** Data records **
* Start *

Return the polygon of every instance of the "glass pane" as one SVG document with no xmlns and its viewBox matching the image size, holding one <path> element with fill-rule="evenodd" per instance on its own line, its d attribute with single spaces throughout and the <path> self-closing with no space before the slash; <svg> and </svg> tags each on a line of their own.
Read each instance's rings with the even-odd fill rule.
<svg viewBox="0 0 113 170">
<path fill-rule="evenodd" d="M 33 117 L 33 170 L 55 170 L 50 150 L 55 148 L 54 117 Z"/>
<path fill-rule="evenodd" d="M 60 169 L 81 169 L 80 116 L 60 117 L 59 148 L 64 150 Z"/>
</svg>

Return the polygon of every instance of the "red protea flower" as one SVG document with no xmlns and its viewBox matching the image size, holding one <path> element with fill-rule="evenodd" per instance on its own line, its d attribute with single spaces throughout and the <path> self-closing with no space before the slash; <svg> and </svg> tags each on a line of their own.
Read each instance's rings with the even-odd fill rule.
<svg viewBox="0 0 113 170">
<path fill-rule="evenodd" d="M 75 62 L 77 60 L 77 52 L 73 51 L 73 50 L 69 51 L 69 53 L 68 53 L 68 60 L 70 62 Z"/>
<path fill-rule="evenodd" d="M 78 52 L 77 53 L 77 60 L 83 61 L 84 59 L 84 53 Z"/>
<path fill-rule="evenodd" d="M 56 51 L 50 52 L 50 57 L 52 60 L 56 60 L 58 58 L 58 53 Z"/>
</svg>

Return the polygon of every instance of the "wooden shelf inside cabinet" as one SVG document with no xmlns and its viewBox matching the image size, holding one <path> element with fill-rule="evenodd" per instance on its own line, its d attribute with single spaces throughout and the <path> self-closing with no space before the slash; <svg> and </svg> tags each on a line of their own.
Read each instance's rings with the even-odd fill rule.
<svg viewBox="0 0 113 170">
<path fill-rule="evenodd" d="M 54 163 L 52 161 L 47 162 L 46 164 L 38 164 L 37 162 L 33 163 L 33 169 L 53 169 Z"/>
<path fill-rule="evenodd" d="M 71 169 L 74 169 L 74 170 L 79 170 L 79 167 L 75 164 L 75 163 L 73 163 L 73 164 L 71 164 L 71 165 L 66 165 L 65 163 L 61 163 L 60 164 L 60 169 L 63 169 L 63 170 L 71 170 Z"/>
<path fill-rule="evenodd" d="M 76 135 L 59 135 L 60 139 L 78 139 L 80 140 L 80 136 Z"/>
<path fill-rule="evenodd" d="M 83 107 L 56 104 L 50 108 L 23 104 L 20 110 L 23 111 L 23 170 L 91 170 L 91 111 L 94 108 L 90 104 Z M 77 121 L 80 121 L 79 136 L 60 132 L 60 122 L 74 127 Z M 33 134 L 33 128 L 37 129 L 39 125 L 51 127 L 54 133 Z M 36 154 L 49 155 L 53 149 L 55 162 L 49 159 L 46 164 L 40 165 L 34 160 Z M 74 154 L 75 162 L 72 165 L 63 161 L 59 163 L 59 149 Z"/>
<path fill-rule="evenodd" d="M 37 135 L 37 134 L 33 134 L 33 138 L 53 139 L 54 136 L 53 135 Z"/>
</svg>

* End *

** Prompt **
Recast all of the data above as a JSON list of strings, one string per line, leaving out the blank lines.

** Task answer **
[
  "Return the polygon of every instance of the \"glass pane\" as one SVG document with no xmlns and its viewBox matching the image size, holding one <path> element with fill-rule=\"evenodd\" per instance on its own line, its d attribute with single spaces throughout and the <path> self-closing with no space before the slash; <svg> and </svg> tags each on a line of their own.",
  "Read each instance's rings with the even-odd fill rule.",
  "<svg viewBox=\"0 0 113 170\">",
  "<path fill-rule=\"evenodd\" d=\"M 33 117 L 33 170 L 55 170 L 50 150 L 55 148 L 54 117 Z\"/>",
  "<path fill-rule=\"evenodd\" d=\"M 60 169 L 81 169 L 80 116 L 60 117 L 59 148 L 64 150 Z\"/>",
  "</svg>",
  "Return the polygon of every instance of the \"red protea flower\" as one SVG document with no xmlns and its viewBox matching the image size, holding one <path> element with fill-rule=\"evenodd\" per instance on its own line, its d attribute with single spaces throughout and the <path> self-closing with no space before the slash; <svg> and </svg> tags each on a line of their own.",
  "Read each instance's rings with the even-odd fill rule.",
  "<svg viewBox=\"0 0 113 170\">",
  "<path fill-rule=\"evenodd\" d=\"M 75 62 L 77 60 L 77 52 L 73 51 L 73 50 L 69 51 L 69 53 L 68 53 L 68 60 L 70 62 Z\"/>",
  "<path fill-rule=\"evenodd\" d=\"M 78 52 L 77 53 L 77 60 L 83 61 L 84 59 L 84 53 Z\"/>",
  "<path fill-rule=\"evenodd\" d=\"M 56 51 L 50 52 L 50 57 L 52 60 L 56 60 L 58 58 L 58 53 Z\"/>",
  "</svg>",
  "Return the polygon of every instance of the \"wooden shelf inside cabinet\" as one SVG document with no xmlns and its viewBox matching the image size, holding one <path> element with fill-rule=\"evenodd\" per instance on its own line, its d attribute with single spaces throughout and the <path> self-closing with no space before the slash; <svg> and </svg> tags each on a line of their own.",
  "Read each instance's rings with the even-odd fill rule.",
  "<svg viewBox=\"0 0 113 170\">",
  "<path fill-rule=\"evenodd\" d=\"M 54 163 L 52 161 L 47 162 L 46 164 L 38 164 L 37 162 L 33 163 L 33 169 L 53 169 Z\"/>",
  "<path fill-rule=\"evenodd\" d=\"M 71 169 L 74 169 L 74 170 L 79 170 L 79 167 L 75 164 L 75 163 L 73 163 L 73 164 L 71 164 L 71 165 L 66 165 L 65 163 L 61 163 L 60 164 L 60 169 L 63 169 L 63 170 L 71 170 Z\"/>",
  "<path fill-rule=\"evenodd\" d=\"M 76 135 L 59 135 L 60 139 L 78 139 L 80 140 L 80 136 Z\"/>",
  "<path fill-rule=\"evenodd\" d=\"M 83 107 L 56 104 L 50 108 L 23 104 L 20 110 L 23 111 L 23 170 L 91 170 L 91 111 L 94 108 L 90 104 Z M 77 121 L 80 121 L 79 136 L 60 132 L 60 122 L 74 127 Z M 33 134 L 33 128 L 37 129 L 39 125 L 51 127 L 54 133 Z M 36 154 L 49 155 L 53 149 L 55 162 L 49 159 L 46 164 L 40 165 L 34 160 Z M 74 154 L 75 162 L 72 165 L 63 161 L 59 163 L 59 149 Z\"/>",
  "<path fill-rule=\"evenodd\" d=\"M 37 135 L 37 134 L 33 134 L 33 138 L 53 139 L 54 136 L 53 135 Z\"/>",
  "</svg>"
]